• _RECORDS SUPPLIED_:
Content starts
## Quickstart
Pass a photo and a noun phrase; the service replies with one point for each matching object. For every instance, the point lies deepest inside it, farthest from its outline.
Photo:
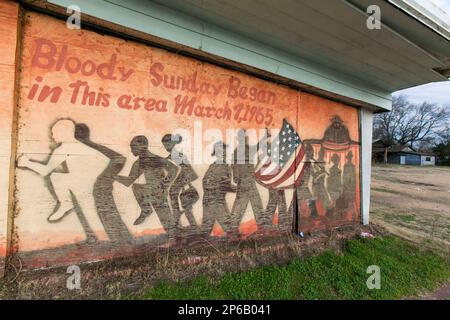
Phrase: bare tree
(410, 124)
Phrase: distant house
(401, 154)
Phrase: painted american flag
(282, 166)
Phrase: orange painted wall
(114, 69)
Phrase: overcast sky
(438, 92)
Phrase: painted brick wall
(120, 149)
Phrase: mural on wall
(123, 143)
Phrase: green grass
(405, 270)
(408, 218)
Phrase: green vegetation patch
(405, 271)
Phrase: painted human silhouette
(217, 182)
(72, 187)
(153, 195)
(243, 175)
(103, 188)
(277, 197)
(182, 194)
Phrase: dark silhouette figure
(243, 175)
(334, 182)
(347, 199)
(217, 182)
(159, 173)
(319, 175)
(107, 210)
(181, 190)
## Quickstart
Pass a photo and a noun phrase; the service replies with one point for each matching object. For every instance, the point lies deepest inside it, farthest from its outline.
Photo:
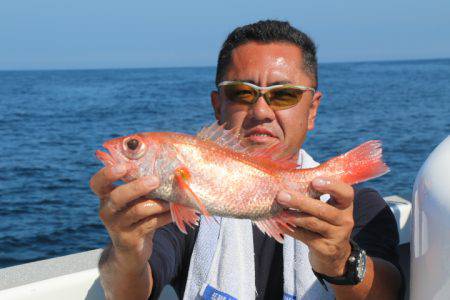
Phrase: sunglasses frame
(258, 89)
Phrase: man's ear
(313, 109)
(215, 102)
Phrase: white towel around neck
(222, 264)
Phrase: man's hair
(268, 31)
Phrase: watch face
(361, 265)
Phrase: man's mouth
(260, 136)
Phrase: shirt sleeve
(375, 227)
(170, 258)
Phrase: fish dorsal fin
(274, 156)
(227, 138)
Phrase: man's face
(266, 65)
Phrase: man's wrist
(127, 261)
(354, 271)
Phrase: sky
(62, 34)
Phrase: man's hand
(131, 221)
(324, 227)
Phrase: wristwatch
(355, 269)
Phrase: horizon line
(208, 66)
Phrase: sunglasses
(278, 97)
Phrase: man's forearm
(122, 279)
(382, 281)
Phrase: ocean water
(51, 122)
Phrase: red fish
(214, 173)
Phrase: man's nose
(261, 111)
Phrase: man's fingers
(152, 223)
(342, 193)
(142, 210)
(310, 223)
(102, 182)
(310, 206)
(311, 239)
(122, 195)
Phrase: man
(148, 252)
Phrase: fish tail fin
(359, 164)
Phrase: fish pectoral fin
(182, 176)
(182, 214)
(273, 227)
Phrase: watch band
(355, 269)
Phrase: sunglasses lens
(283, 98)
(239, 93)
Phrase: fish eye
(133, 147)
(132, 144)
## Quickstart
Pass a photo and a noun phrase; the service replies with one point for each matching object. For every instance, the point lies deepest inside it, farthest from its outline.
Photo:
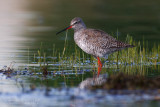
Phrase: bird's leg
(99, 66)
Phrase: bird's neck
(79, 28)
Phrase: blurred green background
(26, 23)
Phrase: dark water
(25, 25)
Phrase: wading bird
(93, 41)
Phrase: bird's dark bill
(64, 29)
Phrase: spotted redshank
(95, 42)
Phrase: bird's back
(97, 42)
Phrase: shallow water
(20, 92)
(26, 25)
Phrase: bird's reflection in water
(95, 81)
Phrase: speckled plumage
(95, 42)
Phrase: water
(25, 25)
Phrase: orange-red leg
(99, 66)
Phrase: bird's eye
(75, 22)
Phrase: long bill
(64, 29)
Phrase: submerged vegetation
(75, 59)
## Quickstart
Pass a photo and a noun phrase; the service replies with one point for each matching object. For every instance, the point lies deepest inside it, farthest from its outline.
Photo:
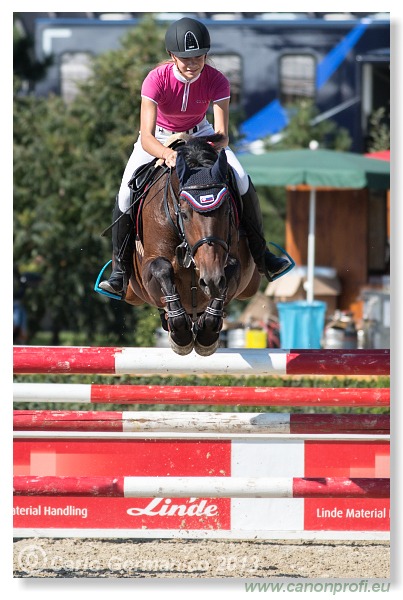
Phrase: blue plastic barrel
(301, 323)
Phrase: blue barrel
(301, 323)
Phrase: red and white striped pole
(202, 487)
(186, 395)
(162, 361)
(198, 422)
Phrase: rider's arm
(221, 119)
(148, 120)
Content ends
• _WHAT YOU ARE ASKED TO DO_:
Would you copy out the data exactly, leaving every picture out?

• _RESULT OF THIS EXERCISE_:
## Quickstart
Pass a photo and a noun phrase; the service replies with one point for each matching object. For every instance, the point lies deepest inside it, farthest from its outline.
Photo:
Phrase: bare tree
(410, 124)
Phrase: distant house
(401, 154)
Phrase: painted american flag
(282, 166)
Phrase: orange painted wall
(114, 69)
Phrase: overcast sky
(438, 92)
Phrase: painted brick wall
(120, 149)
Phrase: mural on wall
(123, 143)
Phrase: green grass
(405, 270)
(408, 218)
Phrase: green vegetation patch
(405, 271)
Phrase: painted human silhouette
(217, 182)
(72, 187)
(153, 195)
(243, 175)
(103, 188)
(277, 197)
(182, 194)
Phrase: dark silhouette figure
(243, 175)
(334, 182)
(347, 199)
(217, 182)
(159, 173)
(319, 175)
(107, 210)
(181, 190)
## Quickstart
Pass a photo and a noun phrase; the service replies with one point for each matching object. For every instance, the point lies deepest inside it, farthest from its outline.
Photo:
Phrase: sunglasses frame
(258, 89)
Phrase: man's ear
(313, 109)
(215, 102)
Phrase: white towel around neck
(222, 264)
Phrase: man's hair
(268, 31)
Phrase: watch face
(361, 265)
Phrase: man's mouth
(260, 136)
Phrase: shirt sleeve
(375, 227)
(170, 258)
Phrase: fish dorsal fin
(274, 156)
(227, 138)
Phrase: man's face
(266, 65)
Phrase: man's wrist
(127, 261)
(354, 271)
Phrase: sky
(62, 34)
Phrase: man's hand
(131, 221)
(324, 227)
Phrase: wristwatch
(355, 269)
Phrase: horizon line
(208, 66)
Phrase: sunglasses
(278, 97)
Phrase: man's forearm
(122, 279)
(382, 281)
Phrase: ocean water
(51, 122)
Phrase: red fish
(214, 173)
Phrase: man's nose
(261, 111)
Phrase: man's fingers
(152, 223)
(342, 193)
(142, 210)
(310, 223)
(102, 182)
(310, 206)
(311, 239)
(122, 195)
Phrase: man
(148, 252)
Phrase: fish tail fin
(359, 164)
Phrase: fish pectoral fin
(182, 176)
(182, 214)
(273, 227)
Phrase: watch band
(355, 269)
Phrase: sunglasses lens
(283, 98)
(239, 93)
Phrase: fish eye
(133, 147)
(132, 144)
## Quickstart
Pass a photo and a noun phrase; the service replies with one point for each matching object. For every instance, the point lies deepest inside it, farthest from its outline.
Photo:
Phrase: bird's leg
(99, 66)
Phrase: bird's neck
(79, 28)
Phrase: blurred green background
(26, 23)
Phrase: dark water
(25, 25)
Phrase: wading bird
(93, 41)
Phrase: bird's dark bill
(64, 29)
Phrase: spotted redshank
(95, 42)
Phrase: bird's back
(97, 42)
Phrase: shallow water
(20, 92)
(26, 25)
Phrase: bird's reflection in water
(95, 81)
Phrase: speckled plumage
(95, 42)
Phrase: water
(25, 25)
Phrase: orange-red leg
(99, 66)
Phrase: bird's eye
(75, 22)
Phrase: long bill
(64, 29)
Phrase: submerged vegetation
(75, 59)
## Quickstart
Pass a photo and a noun phrase; the service replies with one point for each matching object. For every instance, the point lies deepest inside it, farthest from its outline.
Photo:
Phrase: blue plastic barrel
(301, 323)
Phrase: blue barrel
(301, 323)
Phrase: red and white striped pole
(202, 487)
(186, 395)
(162, 361)
(198, 422)
Phrase: rider's arm
(221, 119)
(148, 120)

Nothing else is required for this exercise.